- **Work instruction**: Your copy should match the records exactly, apart from the pictures, which stay out.

- **Referring expression pointing data**:
========================

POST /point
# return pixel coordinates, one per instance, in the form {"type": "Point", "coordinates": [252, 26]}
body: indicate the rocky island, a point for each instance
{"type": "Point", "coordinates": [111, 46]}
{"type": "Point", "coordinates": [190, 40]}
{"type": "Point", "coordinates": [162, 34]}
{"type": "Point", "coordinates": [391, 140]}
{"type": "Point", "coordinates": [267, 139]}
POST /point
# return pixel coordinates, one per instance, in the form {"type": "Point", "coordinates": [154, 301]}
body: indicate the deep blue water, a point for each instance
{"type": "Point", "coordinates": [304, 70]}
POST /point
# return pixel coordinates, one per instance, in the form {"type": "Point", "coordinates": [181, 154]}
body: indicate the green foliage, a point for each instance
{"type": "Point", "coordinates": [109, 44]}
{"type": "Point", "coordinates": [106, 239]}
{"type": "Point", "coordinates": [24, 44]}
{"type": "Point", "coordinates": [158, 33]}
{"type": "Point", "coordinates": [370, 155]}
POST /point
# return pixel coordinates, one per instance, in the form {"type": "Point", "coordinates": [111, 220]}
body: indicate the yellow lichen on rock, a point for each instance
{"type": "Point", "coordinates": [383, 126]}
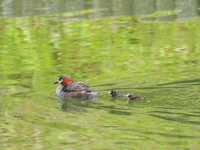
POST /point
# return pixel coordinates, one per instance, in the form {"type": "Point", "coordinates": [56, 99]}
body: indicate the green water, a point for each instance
{"type": "Point", "coordinates": [156, 60]}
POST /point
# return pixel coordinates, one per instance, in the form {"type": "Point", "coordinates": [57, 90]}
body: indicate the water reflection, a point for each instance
{"type": "Point", "coordinates": [92, 9]}
{"type": "Point", "coordinates": [156, 60]}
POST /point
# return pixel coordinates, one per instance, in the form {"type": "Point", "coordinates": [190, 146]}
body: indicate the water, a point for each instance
{"type": "Point", "coordinates": [151, 52]}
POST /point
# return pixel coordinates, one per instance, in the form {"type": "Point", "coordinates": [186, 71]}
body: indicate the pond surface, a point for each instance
{"type": "Point", "coordinates": [148, 48]}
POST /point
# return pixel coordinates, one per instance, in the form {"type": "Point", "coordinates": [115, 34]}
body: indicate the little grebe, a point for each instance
{"type": "Point", "coordinates": [114, 94]}
{"type": "Point", "coordinates": [72, 89]}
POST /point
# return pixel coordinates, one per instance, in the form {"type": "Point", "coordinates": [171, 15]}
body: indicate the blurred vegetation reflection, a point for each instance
{"type": "Point", "coordinates": [152, 55]}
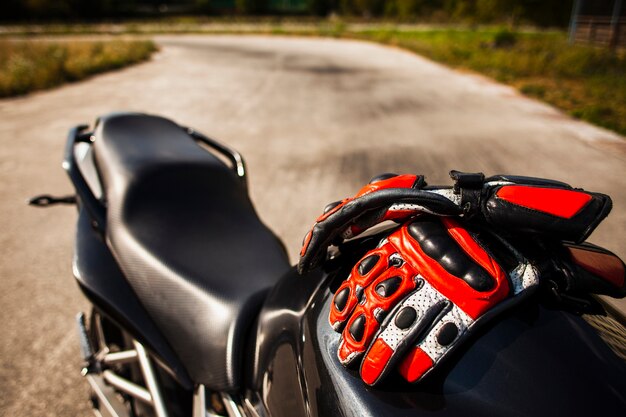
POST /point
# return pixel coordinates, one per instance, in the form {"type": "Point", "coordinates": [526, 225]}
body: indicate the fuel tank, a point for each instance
{"type": "Point", "coordinates": [530, 361]}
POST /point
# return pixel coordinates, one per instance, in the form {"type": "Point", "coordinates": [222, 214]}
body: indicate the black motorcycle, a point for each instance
{"type": "Point", "coordinates": [197, 312]}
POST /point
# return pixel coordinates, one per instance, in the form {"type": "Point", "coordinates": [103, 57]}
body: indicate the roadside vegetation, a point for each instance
{"type": "Point", "coordinates": [585, 81]}
{"type": "Point", "coordinates": [27, 66]}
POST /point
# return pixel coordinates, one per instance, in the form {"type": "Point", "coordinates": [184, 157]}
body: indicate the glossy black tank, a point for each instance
{"type": "Point", "coordinates": [531, 361]}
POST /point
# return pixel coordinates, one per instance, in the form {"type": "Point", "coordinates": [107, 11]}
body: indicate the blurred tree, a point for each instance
{"type": "Point", "coordinates": [251, 6]}
{"type": "Point", "coordinates": [320, 7]}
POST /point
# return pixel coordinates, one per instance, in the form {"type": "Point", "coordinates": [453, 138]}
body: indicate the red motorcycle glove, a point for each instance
{"type": "Point", "coordinates": [509, 204]}
{"type": "Point", "coordinates": [416, 297]}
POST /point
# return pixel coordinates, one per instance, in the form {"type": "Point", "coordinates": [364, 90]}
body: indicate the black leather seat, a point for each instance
{"type": "Point", "coordinates": [184, 232]}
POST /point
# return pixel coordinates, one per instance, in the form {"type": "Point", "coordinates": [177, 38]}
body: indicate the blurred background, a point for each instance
{"type": "Point", "coordinates": [318, 95]}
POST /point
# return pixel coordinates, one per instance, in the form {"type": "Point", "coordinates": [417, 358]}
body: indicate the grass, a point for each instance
{"type": "Point", "coordinates": [587, 82]}
{"type": "Point", "coordinates": [34, 65]}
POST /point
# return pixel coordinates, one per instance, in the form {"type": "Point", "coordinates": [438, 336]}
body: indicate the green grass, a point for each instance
{"type": "Point", "coordinates": [587, 82]}
{"type": "Point", "coordinates": [27, 66]}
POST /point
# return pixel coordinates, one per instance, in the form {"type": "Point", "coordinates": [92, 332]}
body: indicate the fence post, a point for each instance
{"type": "Point", "coordinates": [617, 11]}
{"type": "Point", "coordinates": [573, 22]}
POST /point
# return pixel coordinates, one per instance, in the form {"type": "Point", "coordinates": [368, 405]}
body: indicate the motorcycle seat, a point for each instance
{"type": "Point", "coordinates": [183, 230]}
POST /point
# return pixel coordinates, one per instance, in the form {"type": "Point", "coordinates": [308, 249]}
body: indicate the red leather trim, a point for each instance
{"type": "Point", "coordinates": [554, 201]}
{"type": "Point", "coordinates": [375, 361]}
{"type": "Point", "coordinates": [307, 240]}
{"type": "Point", "coordinates": [472, 302]}
{"type": "Point", "coordinates": [604, 265]}
{"type": "Point", "coordinates": [415, 364]}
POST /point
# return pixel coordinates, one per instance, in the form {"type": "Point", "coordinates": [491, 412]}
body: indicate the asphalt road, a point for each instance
{"type": "Point", "coordinates": [314, 118]}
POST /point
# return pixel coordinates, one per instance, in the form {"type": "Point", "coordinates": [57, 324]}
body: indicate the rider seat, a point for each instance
{"type": "Point", "coordinates": [183, 230]}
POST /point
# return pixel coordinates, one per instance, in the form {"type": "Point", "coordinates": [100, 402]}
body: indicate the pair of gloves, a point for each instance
{"type": "Point", "coordinates": [450, 264]}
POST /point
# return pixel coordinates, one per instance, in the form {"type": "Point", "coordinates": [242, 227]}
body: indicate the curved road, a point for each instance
{"type": "Point", "coordinates": [315, 119]}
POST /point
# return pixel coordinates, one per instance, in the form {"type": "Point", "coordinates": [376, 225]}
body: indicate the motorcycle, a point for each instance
{"type": "Point", "coordinates": [197, 311]}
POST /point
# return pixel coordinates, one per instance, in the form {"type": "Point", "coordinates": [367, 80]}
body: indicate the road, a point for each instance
{"type": "Point", "coordinates": [315, 119]}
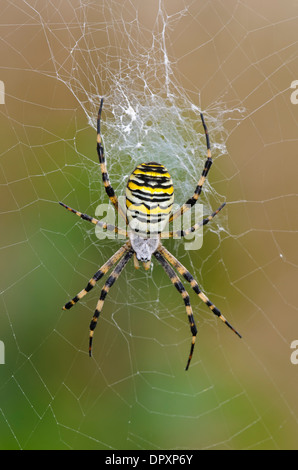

========================

- **Response to this task**:
POST /point
# return pixel coordinates, one per instance, in the form {"type": "Point", "coordinates": [252, 26]}
body: indicate the rocky island, a point for each instance
{"type": "Point", "coordinates": [111, 46]}
{"type": "Point", "coordinates": [190, 40]}
{"type": "Point", "coordinates": [162, 34]}
{"type": "Point", "coordinates": [391, 140]}
{"type": "Point", "coordinates": [267, 139]}
POST /point
# return pixel coordinates, one per instance, in the form {"type": "Point", "coordinates": [154, 301]}
body: indicate the deep blue water, a point for each instance
{"type": "Point", "coordinates": [304, 70]}
POST /point
# return pixel coordinates, one per instance, in the form {"type": "Point", "coordinates": [181, 154]}
body: indicate the green foliage, a point for each instance
{"type": "Point", "coordinates": [109, 44]}
{"type": "Point", "coordinates": [106, 239]}
{"type": "Point", "coordinates": [24, 44]}
{"type": "Point", "coordinates": [158, 33]}
{"type": "Point", "coordinates": [370, 155]}
POST /point
# return pixel coordinates, one per instance, in the form {"type": "Point", "coordinates": [111, 220]}
body: indicate the yellow lichen on rock, a point for each instance
{"type": "Point", "coordinates": [383, 126]}
POST /point
# return pixel coordinates, one per instance, in the form {"type": "Point", "coordinates": [56, 99]}
body: indicate the green water, a point for each instance
{"type": "Point", "coordinates": [156, 60]}
POST /point
# return pixel coordinates, one per instance, in the form {"type": "Point", "coordinates": [57, 90]}
body: indicate the water reflection, a point for each instance
{"type": "Point", "coordinates": [92, 9]}
{"type": "Point", "coordinates": [156, 60]}
POST /point
# return pixel coordinates, one per instance, in the form {"type": "Point", "coordinates": [190, 146]}
body: indicate the water, a point for each instance
{"type": "Point", "coordinates": [151, 52]}
POST /point
# return pixel coordinates, one per instance, in the form {"type": "Point", "coordinates": [186, 71]}
body: indicate the pond surface, a point for each instance
{"type": "Point", "coordinates": [148, 48]}
POST /point
# return pixel coordinates, one per instance, in the form {"type": "Point", "coordinates": [115, 34]}
body: indicate the little grebe, a point for each instance
{"type": "Point", "coordinates": [114, 94]}
{"type": "Point", "coordinates": [72, 89]}
POST /point
# return pixel coordinates, one per instance, in the form {"type": "Point", "coordinates": [171, 15]}
body: indicate the blurred vegetation reflection, a point for each instance
{"type": "Point", "coordinates": [152, 55]}
POST /point
# return pixel coordinates, one per instance, in the form {"type": "Point", "coordinates": [526, 225]}
body: indicate the fuel tank, a point for each instance
{"type": "Point", "coordinates": [530, 361]}
POST /point
# return pixel coordinates, one per instance, in the form {"type": "Point", "coordinates": [222, 214]}
body: indicate the black motorcycle, a point for each instance
{"type": "Point", "coordinates": [197, 312]}
POST /point
# return pixel coordinates, one per instance, in the form {"type": "Point", "coordinates": [103, 57]}
body: indicate the roadside vegetation, a point for each instance
{"type": "Point", "coordinates": [585, 81]}
{"type": "Point", "coordinates": [27, 66]}
POST /point
# return pixel coordinates, one per instance, in the form {"type": "Point", "coordinates": [184, 157]}
body: indicate the glossy black tank, a point for each instance
{"type": "Point", "coordinates": [531, 361]}
POST /point
# return pixel coordinates, one per instance, in the form {"type": "Point", "coordinates": [107, 11]}
body: indicate the blurred tree, a point for each instance
{"type": "Point", "coordinates": [251, 6]}
{"type": "Point", "coordinates": [320, 7]}
POST /point
# return pixel coordinates, one per instance, in the form {"type": "Point", "coordinates": [453, 138]}
body: indicate the red motorcycle glove, a point for each instance
{"type": "Point", "coordinates": [509, 204]}
{"type": "Point", "coordinates": [416, 297]}
POST /point
# return pixel coordinates, one per instance, in the form {"type": "Point", "coordinates": [364, 90]}
body: indicate the black leather seat, a point for each instance
{"type": "Point", "coordinates": [184, 232]}
POST /point
# return pixel coordinates, one per instance, in the form {"type": "Point", "coordinates": [177, 38]}
body: indicate the blurred background, a point for each instance
{"type": "Point", "coordinates": [318, 95]}
POST /point
# return pixel coordinates, one per instance, in the form {"type": "Point", "coordinates": [417, 358]}
body: indicate the grass, a point for each instance
{"type": "Point", "coordinates": [587, 82]}
{"type": "Point", "coordinates": [34, 65]}
POST /point
# return pixel coordinates, one per instance, in the form {"type": "Point", "coordinates": [438, 336]}
body: indicate the green grass, a point for each instance
{"type": "Point", "coordinates": [587, 82]}
{"type": "Point", "coordinates": [27, 66]}
POST /point
# return pixel coordinates, one per instance, in the form {"type": "Point", "coordinates": [92, 332]}
body: indicate the fence post, a point for each instance
{"type": "Point", "coordinates": [617, 11]}
{"type": "Point", "coordinates": [573, 22]}
POST /point
# return pixel coordinates, one per instance, in the form {"type": "Point", "coordinates": [368, 405]}
body: indicate the motorcycle seat, a point for each instance
{"type": "Point", "coordinates": [183, 230]}
POST /point
# return pixel coordinates, one per instance, in the form {"type": "Point", "coordinates": [308, 249]}
body: indicate the red leather trim, a point for each instance
{"type": "Point", "coordinates": [554, 201]}
{"type": "Point", "coordinates": [375, 361]}
{"type": "Point", "coordinates": [307, 240]}
{"type": "Point", "coordinates": [472, 302]}
{"type": "Point", "coordinates": [604, 265]}
{"type": "Point", "coordinates": [415, 364]}
POST /point
# return pixel coordinates, one per instance, in the form {"type": "Point", "coordinates": [491, 412]}
body: indicate the asphalt road, a point for each instance
{"type": "Point", "coordinates": [314, 118]}
POST /point
# return pixel coordinates, one per instance, in the form {"type": "Point", "coordinates": [57, 324]}
body: indicate the rider seat, a point for each instance
{"type": "Point", "coordinates": [183, 230]}
POST /point
# return pixel coordinates, one per instance, in the form {"type": "Point", "coordinates": [100, 402]}
body: indicate the pair of gloves, a point for each instance
{"type": "Point", "coordinates": [450, 264]}
POST /point
# return pixel coordinates, one per instance, in the form {"type": "Point", "coordinates": [242, 227]}
body: indicate the curved road, a point for each instance
{"type": "Point", "coordinates": [315, 119]}
POST /point
# return pixel coordinates, one per instance, in the form {"type": "Point", "coordinates": [376, 225]}
body: indicate the motorcycle, a point for each instance
{"type": "Point", "coordinates": [197, 311]}
POST /point
# return pixel coordinates, one per instance, in the form {"type": "Point", "coordinates": [367, 80]}
body: indicate the road, a point for each instance
{"type": "Point", "coordinates": [315, 119]}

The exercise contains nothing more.